Complete the following:
(a) In the letter on autonomic function tests in anesthesia, rewrite the paragraph beginning "Recent literature suggests" as a short bulleted list that keeps its main facts.
(b) Carry the letter on autonomic function tests in anesthesia further, beginning after its final sentence.

Selected text:
***
Can nonstandardised, simplified autonomic function tests be used for risk profiling in the anaesthesia population?
Local as well as general anaesthesia have marked effects on autonomic function, which may lead to unexpected haemodynamic instability during surgery.1 Moreover, in patients with preexisting autonomic dysfunction (e.g. because of health risk factors and/or diseases such as diabetes mellitus or heart failure) anaesthesia is a prominent risk factor for perioperative complications.1 This letter discusses the implementation of simplified cardiovascular autonomic function tests in preoperative patient risk assessment to identify patients at risk of intraoperative hypotension and peri- and postoperative cardiovascular complications.
Traditional Ewing tests (deep breathing, Valsalva manoeuvre, sustained handgrip, quick standing) and heart rate (HR) variability analysis are internationally used to identify patients with impaired autonomic function.1–2 However, these tests are complex to implement because of the recommended standardisation of environmental factors and abstention from smoking, eating, and drinking.1–3 In recent publications by our group, we pointed out that cardiovascular autonomic function tests (traditional Ewing tests and HR variability) can also be performed under nonstandardised conditions. In both healthy volunteers and patients with diabetes mellitus and cardiovascular comorbidity, we showed that the results and reproducibility of cardiovascular autonomic function tests during nonstandardised test conditions were comparable with those of standardised conditions.3
When we discuss the best tests to use, we should take into account that impairment of the autonomic nervous system is typically first reflected by the parasympathetic autonomic function tests.2 This may suggest that the parasympathetic nervous system is affected earlier then the sympathetic nervous system but this assumption is still under debate.2
The Ewing tests based on HR responses (deep breathing, Valsalva manoeuvre, quick standing) were developed to analyse parasympathetic function, whereas the Ewing tests to analyse sympathetic function (sustained handgrip, quick standing) are based on blood pressure (BP) responses.2 However, the validity of Ewing tests for evaluation of sympathetic function is questionable. The tests based on BP responses often show poor reproducibility [e.g. intraclass correlation coefficients from 0.32 to 0.48 (P > 0.09)], whereas other autonomic function tests (particularly the deep breathing test and Valsalva manoeuvre) show moderate-to-good reproducibility [e.g. intraclass correlation coefficients from 0.76 to 0.89 (P < 0.001)].3
Recent literature suggests that the best Ewing test to determine cardiovascular autonomic neuropathy is the deep breathing test, with the Valsalva manoeuvre as second best.4 The deep breathing test as well as the Valsalva manoeuvre demonstrated the best reproducibility in our data.3 Therefore, we propose to use the deep breathing test and Valsalva manoeuvre, in combination with heart or pulse rate variability analysis to determine cardiovascular autonomic neuropathy.
***
Dataset extract:
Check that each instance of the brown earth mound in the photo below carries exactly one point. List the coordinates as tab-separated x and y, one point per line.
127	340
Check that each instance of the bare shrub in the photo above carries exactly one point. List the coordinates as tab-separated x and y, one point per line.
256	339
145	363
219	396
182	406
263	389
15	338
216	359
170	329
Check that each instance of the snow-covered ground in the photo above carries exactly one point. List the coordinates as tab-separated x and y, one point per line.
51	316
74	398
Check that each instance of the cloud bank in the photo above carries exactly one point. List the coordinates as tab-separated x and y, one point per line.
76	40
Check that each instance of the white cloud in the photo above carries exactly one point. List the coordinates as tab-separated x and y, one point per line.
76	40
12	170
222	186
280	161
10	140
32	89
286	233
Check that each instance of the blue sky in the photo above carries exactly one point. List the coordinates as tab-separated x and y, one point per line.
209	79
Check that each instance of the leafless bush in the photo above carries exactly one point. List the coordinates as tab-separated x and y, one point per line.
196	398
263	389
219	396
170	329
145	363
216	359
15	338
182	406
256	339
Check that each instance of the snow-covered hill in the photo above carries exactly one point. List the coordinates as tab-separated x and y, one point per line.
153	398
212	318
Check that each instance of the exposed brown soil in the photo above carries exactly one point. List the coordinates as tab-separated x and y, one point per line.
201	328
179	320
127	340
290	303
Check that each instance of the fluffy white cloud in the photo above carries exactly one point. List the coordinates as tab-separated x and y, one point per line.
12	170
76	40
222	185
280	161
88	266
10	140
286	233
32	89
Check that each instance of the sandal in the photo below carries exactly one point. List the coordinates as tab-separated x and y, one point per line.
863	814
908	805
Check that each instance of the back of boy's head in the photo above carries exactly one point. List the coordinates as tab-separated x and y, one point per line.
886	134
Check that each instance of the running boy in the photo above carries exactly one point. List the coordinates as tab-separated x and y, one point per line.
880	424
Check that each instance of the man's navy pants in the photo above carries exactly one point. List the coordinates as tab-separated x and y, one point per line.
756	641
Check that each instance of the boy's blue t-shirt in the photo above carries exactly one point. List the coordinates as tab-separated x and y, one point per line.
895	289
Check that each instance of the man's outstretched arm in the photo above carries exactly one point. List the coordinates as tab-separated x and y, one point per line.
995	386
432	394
***
Answers for each item:
(a)
- Recent literature identifies the deep breathing test as the best Ewing test for determining cardiovascular autonomic neuropathy, with the Valsalva maneuver second best.
- In the authors' data, these two tests also showed the best reproducibility.
- The authors therefore propose using the deep breathing test and the Valsalva maneuver, combined with heart or pulse rate variability analysis, to determine cardiovascular autonomic neuropathy.

(b)
Increasing evidence shows that Ewing autonomic function tests may be replaced by sole measurements of HR variability as a valuable predictor of cardiovascular events in the perioperative setting and as an outcome predictor in the intensive care setting.1,3 In 2007, Fujiwara et al.5 published several studies focusing on the association of impaired HR variability and haemodynamic alterations during anaesthesia. In a study of Hanss et al.,6 preoperative total power of HR variability was predictive for low BP and bradycardia after induction of anaesthesia in high-risk patients. Furthermore, in another study of Hanss et al.,7 the preoperative total power of HR variability in high-risk cardiac patients predicted postoperative cardiac events and extended length of hospital stay.
Interestingly, recent evidence suggests adverse outcome when intraoperative hypotension is present during anaesthesia and surgery.8–9 Although the association between autonomic dysfunction and postoperative outcome is likely, postoperative complications might be independent of the occurrence of intraoperative hypotension.
Consequently, preoperative cardiovascular autonomic function tests using simplified test conditions are a valuable instrument to identify patients at risk of perioperative cardiovascular complications.